### Stated problem
Rewrite everything below, from the line containing "One point lands on every instance of the metal chair" down to the line containing "pixel 539 141", as a Markdown table with the columns Row and Line. Give each line its own numbered row and skip any blank lines.

### Entries
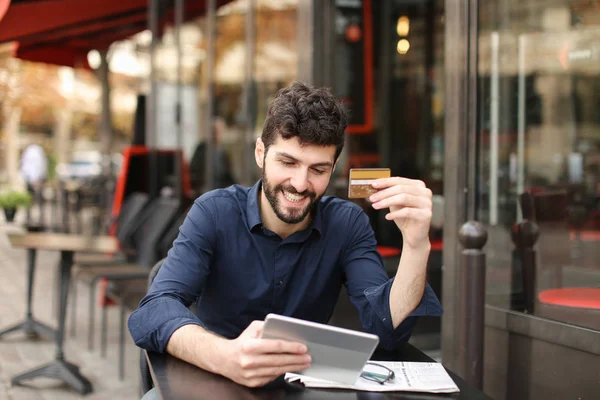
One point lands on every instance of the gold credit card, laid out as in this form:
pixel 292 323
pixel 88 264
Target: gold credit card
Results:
pixel 361 180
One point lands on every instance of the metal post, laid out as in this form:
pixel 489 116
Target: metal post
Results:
pixel 211 23
pixel 179 9
pixel 151 106
pixel 472 236
pixel 524 236
pixel 250 91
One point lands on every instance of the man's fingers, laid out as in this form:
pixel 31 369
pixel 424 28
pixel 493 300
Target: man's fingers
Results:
pixel 410 213
pixel 273 360
pixel 267 346
pixel 270 373
pixel 383 183
pixel 403 200
pixel 399 189
pixel 254 329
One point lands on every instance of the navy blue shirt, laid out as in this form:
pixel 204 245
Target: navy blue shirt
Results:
pixel 237 271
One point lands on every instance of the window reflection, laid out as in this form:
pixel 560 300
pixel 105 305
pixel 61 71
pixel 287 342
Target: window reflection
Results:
pixel 540 155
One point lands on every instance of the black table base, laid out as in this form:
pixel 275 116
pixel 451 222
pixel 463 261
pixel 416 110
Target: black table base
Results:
pixel 61 370
pixel 32 329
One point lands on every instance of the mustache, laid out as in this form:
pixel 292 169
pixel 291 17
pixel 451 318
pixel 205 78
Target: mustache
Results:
pixel 293 190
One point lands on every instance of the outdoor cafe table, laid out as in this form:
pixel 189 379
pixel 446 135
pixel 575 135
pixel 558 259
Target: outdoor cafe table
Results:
pixel 177 380
pixel 67 244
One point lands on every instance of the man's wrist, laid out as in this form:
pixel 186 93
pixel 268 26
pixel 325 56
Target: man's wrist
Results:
pixel 423 246
pixel 218 361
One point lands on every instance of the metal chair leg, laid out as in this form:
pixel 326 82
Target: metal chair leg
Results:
pixel 103 329
pixel 91 315
pixel 73 306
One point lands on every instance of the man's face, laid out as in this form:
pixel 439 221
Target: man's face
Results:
pixel 294 177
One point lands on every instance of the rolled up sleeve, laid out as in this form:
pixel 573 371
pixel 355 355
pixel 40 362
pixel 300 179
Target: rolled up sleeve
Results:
pixel 178 284
pixel 369 289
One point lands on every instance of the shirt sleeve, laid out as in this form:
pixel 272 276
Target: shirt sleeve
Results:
pixel 369 288
pixel 178 284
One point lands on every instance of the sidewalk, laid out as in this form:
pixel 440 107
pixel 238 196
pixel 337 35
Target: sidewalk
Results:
pixel 19 354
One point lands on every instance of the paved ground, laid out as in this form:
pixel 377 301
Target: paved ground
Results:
pixel 19 354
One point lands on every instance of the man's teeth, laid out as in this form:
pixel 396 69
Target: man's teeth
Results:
pixel 293 197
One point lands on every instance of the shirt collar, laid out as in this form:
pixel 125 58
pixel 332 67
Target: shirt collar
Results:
pixel 253 211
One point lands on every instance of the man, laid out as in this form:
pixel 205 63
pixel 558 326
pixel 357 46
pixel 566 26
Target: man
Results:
pixel 281 247
pixel 34 169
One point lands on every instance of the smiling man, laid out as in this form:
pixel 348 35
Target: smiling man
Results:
pixel 282 247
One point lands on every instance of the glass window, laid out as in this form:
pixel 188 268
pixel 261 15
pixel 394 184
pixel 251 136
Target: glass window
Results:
pixel 539 141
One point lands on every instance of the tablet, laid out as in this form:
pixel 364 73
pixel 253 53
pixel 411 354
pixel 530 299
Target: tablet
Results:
pixel 337 354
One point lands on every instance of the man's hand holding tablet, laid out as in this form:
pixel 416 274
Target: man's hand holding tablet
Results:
pixel 254 361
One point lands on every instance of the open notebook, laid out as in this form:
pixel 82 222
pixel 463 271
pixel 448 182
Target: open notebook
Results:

### Written response
| Row | Line |
|---|---|
| 1 | One point lands on every instance of the metal chair leg, laid out as in this form: |
| 2 | pixel 326 82 |
| 3 | Target: metal chair leg |
| 4 | Results: |
| 5 | pixel 103 329 |
| 6 | pixel 91 315 |
| 7 | pixel 73 306 |
| 8 | One point lands on every instance of the man's face, laid out as in this form: |
| 9 | pixel 439 221 |
| 10 | Target: man's face |
| 11 | Results: |
| 12 | pixel 294 177 |
| 13 | One point lands on every instance of the rolled up sleeve, laid out as in this form: |
| 14 | pixel 573 371 |
| 15 | pixel 355 355 |
| 16 | pixel 40 362 |
| 17 | pixel 300 179 |
| 18 | Target: rolled up sleeve |
| 19 | Results: |
| 20 | pixel 178 284 |
| 21 | pixel 369 289 |
| 22 | One point lands on every instance of the shirt sleeve, laid out as in this form: |
| 23 | pixel 272 276 |
| 24 | Target: shirt sleeve |
| 25 | Results: |
| 26 | pixel 369 288 |
| 27 | pixel 178 284 |
| 28 | One point lands on every instance of the sidewalk, laid out as in this form: |
| 29 | pixel 440 107 |
| 30 | pixel 238 196 |
| 31 | pixel 337 35 |
| 32 | Target: sidewalk |
| 33 | Results: |
| 34 | pixel 19 354 |
| 35 | One point lands on every instance of the paved ground, laid out as in this form: |
| 36 | pixel 377 301 |
| 37 | Target: paved ground |
| 38 | Results: |
| 39 | pixel 19 354 |
| 40 | One point lands on every instance of the man's teeth, laid out as in this form: |
| 41 | pixel 396 69 |
| 42 | Target: man's teeth |
| 43 | Results: |
| 44 | pixel 293 197 |
| 45 | One point lands on every instance of the shirt collar, laid out as in this form: |
| 46 | pixel 125 58 |
| 47 | pixel 332 67 |
| 48 | Target: shirt collar |
| 49 | Results: |
| 50 | pixel 253 211 |
| 51 | One point lands on every instance of the man, laid out as in this form: |
| 52 | pixel 205 63 |
| 53 | pixel 558 326 |
| 54 | pixel 357 46 |
| 55 | pixel 566 26 |
| 56 | Target: man |
| 57 | Results: |
| 58 | pixel 281 247 |
| 59 | pixel 34 169 |
| 60 | One point lands on every instance of the smiling man, laid out as in this form: |
| 61 | pixel 348 35 |
| 62 | Target: smiling man |
| 63 | Results: |
| 64 | pixel 282 247 |
| 65 | One point lands on every instance of the glass window, laid out as in this form: |
| 66 | pixel 188 268 |
| 67 | pixel 261 15 |
| 68 | pixel 394 184 |
| 69 | pixel 251 136 |
| 70 | Target: glass window |
| 71 | Results: |
| 72 | pixel 539 141 |